--- BEGIN Source passage ---

Psychologist Sam Gosling discusses what Apple’s recently-unveiled spaceship headquarters says about Steve Jobs–and what your office might say about you.

What’s the Big Idea?


In true messianic fashion, Steve Jobs has described the look of Apple’s futuristic new headquarters–located in a circular, four-story building on 150 acres in Cupertino, CA–as like “a spaceship landing.” Recently Big Think asked Sam Gosling, a professor of psychology at the University of Texas at Austin and author of Snoop: What Your Stuff Says About Youto analyze the meaning behind the metaphor. “In addition to projecting innovation as they always have, it’s a way to convey the idea of bringing things from the future to today,” he says. Does that make Jobs an alien? 

Unfortunately, the answer is no. Using our surroundings to express our identity is innately human, and the choices we make about which objects to display–a clock or a world map, a copy of Ulysses or a lovingly curated collection of Star Wars figurines–serve as clues to help strangers interpret who we are, as well as symbols to remind ourselves of who we want to be. Of course, it’s possible to arrange a room to promote a certain image, but most of us want to be genuinely known, which is why we carry reminders like family photographs in our pockets.

--- END Source passage ---
--- BEGIN Stored data ---

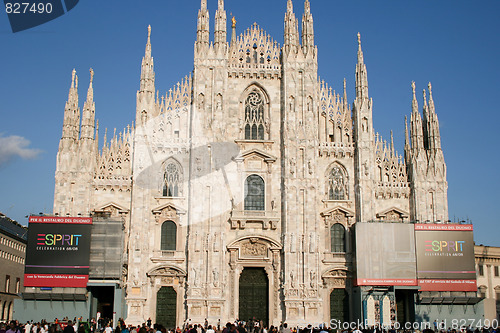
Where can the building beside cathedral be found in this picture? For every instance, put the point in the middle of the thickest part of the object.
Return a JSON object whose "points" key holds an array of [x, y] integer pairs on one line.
{"points": [[239, 188]]}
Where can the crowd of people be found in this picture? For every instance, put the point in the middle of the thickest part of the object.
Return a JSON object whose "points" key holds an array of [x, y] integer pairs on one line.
{"points": [[103, 325]]}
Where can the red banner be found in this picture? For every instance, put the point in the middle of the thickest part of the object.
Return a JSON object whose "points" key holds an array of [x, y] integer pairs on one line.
{"points": [[386, 282], [447, 285], [55, 219], [55, 280], [444, 227]]}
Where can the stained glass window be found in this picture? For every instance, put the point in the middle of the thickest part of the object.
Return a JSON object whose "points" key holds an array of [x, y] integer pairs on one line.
{"points": [[254, 193], [337, 237], [171, 180], [168, 236], [254, 116], [337, 184]]}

--- END Stored data ---

## Goal A
In the article on Apple's new headquarters, which university employs Sam Gosling as a professor of psychology?
## Goal B
Reproduce the portion of the article on Apple's new headquarters that begins at the words "Unfortunately, the answer" and ends after the words "in our pockets.".
## Goal C
Continue the article on Apple's new headquarters and what workspaces reveal about their occupants, starting after its final sentence.
These data come from a source unrelated to the article.

## Expected output A
The University of Texas at Austin.

## Expected output B
Unfortunately, the answer is no. Using our surroundings to express our identity is innately human, and the choices we make about which objects to display–a clock or a world map, a copy of Ulysses or a lovingly curated collection of Star Wars figurines–serve as clues to help strangers interpret who we are, as well as symbols to remind ourselves of who we want to be. Of course, it’s possible to arrange a room to promote a certain image, but most of us want to be genuinely known, which is why we carry reminders like family photographs in our pockets.

## Expected output C
For Jobs, the equivalent may be literally recreating the landscape of his childhood. The mothership is to be built on land once owned by his idol and former employer, HP founder Bill Hewlett, and will feature native plants (including an apricot orchard) that harken back to California’s pre-tech days. According to Gosling, “the reference to the organization’s origins has echoes of the sorts of things we do with our own personal spaces: in any good narrative the present and imagined future must be paired with the past.” 

Ultimately, the real test of authenticity lies in the comparison between an individual’s public and private space. You may be able to pass for a neat-freak at work, but at home you’re forced to square the discrepancy between aspiration and reality, as anyone who’s ever been to a dinner party can appreciate. (Witness the collective preoccupation with hiding an LCD TV discretely inside a media console.) “Let’s look around Apple headquarters and then sneak into Steve Jobs’ house and compare the two. If he really has a polar bear farm in the backyard, that’s when I might start to question the authenticity of his vision.” (Note: Jobs’ house was designed by the same firm responsible for most of Apple’s brick-and-mortar stores.)

What’s the Significance?

You are inevitably being judged based on the environment you create, even and perhaps especially at work. That doesn’t mean you need to rethink your values every time you change your screen saver. To determine what your office is saying about you, look around and take note of the larger patterns or themes that emerge:

  • Rule-breaker or follower? An unconventional thinker will often use regular objects in unfamiliar ways, i.e. a desk made from a stack of skateboards or a traffic cone that holds pencils. “We really saw those things when we were going around to creative departments and advertising agencies,” says Gosling.
  • Outgoing or independent? Extroverts are always seeking to foster conversation, so their offices are usually inviting, with a comfortable sofa or a bowl of candy on the desk. If, on the other hand, you’re an introvert, your colleagues probably sense that your door isn’t just closed just to keep in the A/C. (Most surprising introvert? Dr. Phil, whose office is formal and enormous.)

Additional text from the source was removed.